## BEGIN Exercise material

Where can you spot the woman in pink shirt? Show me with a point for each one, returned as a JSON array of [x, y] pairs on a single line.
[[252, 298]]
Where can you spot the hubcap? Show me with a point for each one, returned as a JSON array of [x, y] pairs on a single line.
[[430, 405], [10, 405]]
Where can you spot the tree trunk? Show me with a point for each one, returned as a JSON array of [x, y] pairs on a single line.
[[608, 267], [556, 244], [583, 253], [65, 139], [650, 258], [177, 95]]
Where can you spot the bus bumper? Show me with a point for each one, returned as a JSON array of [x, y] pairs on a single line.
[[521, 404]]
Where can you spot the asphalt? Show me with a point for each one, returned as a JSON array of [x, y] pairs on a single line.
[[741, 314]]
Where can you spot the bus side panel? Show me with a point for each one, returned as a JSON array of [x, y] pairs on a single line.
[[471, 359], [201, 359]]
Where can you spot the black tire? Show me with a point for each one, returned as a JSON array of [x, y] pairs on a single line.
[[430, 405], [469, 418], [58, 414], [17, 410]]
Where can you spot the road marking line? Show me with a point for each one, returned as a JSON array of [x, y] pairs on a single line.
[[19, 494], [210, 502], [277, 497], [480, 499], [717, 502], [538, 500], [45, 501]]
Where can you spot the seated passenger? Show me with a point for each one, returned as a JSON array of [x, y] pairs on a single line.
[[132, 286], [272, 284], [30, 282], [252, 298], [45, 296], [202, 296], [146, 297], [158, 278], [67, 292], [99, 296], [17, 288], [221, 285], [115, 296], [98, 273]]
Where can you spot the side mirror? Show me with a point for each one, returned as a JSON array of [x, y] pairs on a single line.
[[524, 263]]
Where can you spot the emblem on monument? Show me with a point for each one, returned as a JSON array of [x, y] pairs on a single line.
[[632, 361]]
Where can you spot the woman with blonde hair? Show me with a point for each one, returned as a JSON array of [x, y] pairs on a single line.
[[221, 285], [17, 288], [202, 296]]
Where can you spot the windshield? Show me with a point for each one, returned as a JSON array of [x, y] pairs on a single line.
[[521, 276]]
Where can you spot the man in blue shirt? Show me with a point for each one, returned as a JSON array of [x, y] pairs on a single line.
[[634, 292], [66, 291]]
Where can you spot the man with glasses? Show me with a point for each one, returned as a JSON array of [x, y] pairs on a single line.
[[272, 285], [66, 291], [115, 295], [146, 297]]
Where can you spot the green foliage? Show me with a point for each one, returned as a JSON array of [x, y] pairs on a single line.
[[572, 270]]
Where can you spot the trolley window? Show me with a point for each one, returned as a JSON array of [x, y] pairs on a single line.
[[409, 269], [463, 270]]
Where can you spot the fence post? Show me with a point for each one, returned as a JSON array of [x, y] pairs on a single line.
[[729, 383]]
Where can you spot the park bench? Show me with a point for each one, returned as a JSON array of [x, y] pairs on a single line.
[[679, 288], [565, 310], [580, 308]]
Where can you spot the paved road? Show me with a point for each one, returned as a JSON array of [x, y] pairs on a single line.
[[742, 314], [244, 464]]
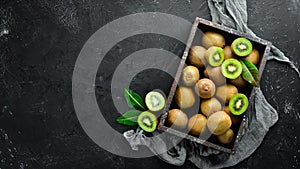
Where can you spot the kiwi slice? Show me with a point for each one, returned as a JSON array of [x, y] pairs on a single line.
[[155, 101], [147, 121], [231, 68], [214, 56], [238, 104], [190, 75], [241, 47]]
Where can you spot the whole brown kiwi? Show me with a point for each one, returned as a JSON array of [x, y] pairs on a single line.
[[196, 56], [218, 123], [234, 119], [226, 92], [228, 52], [184, 97], [205, 88], [210, 106], [227, 137], [253, 57], [215, 74], [196, 124], [190, 75], [177, 118], [239, 82], [213, 39]]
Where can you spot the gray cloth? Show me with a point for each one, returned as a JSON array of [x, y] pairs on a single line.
[[261, 116]]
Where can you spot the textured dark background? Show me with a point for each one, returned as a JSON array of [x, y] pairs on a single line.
[[39, 44]]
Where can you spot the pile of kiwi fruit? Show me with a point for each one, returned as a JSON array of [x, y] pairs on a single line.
[[214, 76]]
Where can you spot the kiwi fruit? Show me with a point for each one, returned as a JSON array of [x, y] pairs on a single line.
[[197, 124], [238, 104], [214, 56], [215, 74], [234, 119], [227, 137], [147, 121], [218, 123], [228, 52], [184, 97], [239, 82], [253, 57], [177, 118], [196, 56], [241, 47], [213, 39], [205, 88], [155, 101], [226, 92], [210, 106], [231, 68], [190, 75]]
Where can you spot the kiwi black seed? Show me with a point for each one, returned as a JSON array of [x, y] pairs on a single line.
[[238, 104], [241, 47], [155, 101], [231, 68], [214, 56], [147, 121], [213, 39], [190, 75], [228, 52], [196, 56]]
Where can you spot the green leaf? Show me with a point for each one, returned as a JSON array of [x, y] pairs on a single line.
[[134, 100], [250, 72], [129, 118]]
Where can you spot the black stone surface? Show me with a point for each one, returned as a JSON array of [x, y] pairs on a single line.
[[40, 41]]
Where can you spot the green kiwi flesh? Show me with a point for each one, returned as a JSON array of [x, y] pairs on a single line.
[[147, 121], [238, 104]]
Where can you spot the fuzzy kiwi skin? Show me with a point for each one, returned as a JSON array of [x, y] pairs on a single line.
[[226, 92], [215, 74], [205, 88], [197, 124], [196, 56], [239, 82], [210, 106], [227, 137], [253, 57], [213, 39], [235, 119], [218, 123], [177, 118], [184, 97], [228, 52], [190, 75]]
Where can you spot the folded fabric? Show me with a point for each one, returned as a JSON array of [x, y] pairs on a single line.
[[260, 116]]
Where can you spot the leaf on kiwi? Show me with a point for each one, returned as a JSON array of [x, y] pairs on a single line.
[[134, 100], [250, 72], [129, 118]]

## END Exercise material

**Written request:** Reproduce every line of the data starting at the line containing "Where can you spot the road" and ending at the line containing "[[632, 361]]", both included. Offset each coordinate value by 69 and leave all other text unchanged.

**Result for this exercise:**
Where can you spot the road marking line? Show me with a point for each one, returned as a JSON array of [x, y] pairs on a single line.
[[88, 563], [279, 571], [346, 566], [549, 568], [786, 571], [607, 569], [114, 570]]
Where can you spot the seated passenger? Show me with a point for each one, returned as a JSON array of [x, y] pairs on a single line.
[[201, 355], [341, 353], [99, 351], [321, 367], [114, 365], [271, 365], [215, 366], [227, 347], [136, 361], [168, 365], [86, 357], [290, 354], [184, 365], [167, 342]]
Where can you spot the side mirror? Show me with a point for each one, returned as a JSON array of [x, y] pairs on a single line.
[[593, 332]]
Where can you spot the emblem on monument? Show me with a point for each one, returned as a JSON array of [x, y] pairs on a single line.
[[701, 430]]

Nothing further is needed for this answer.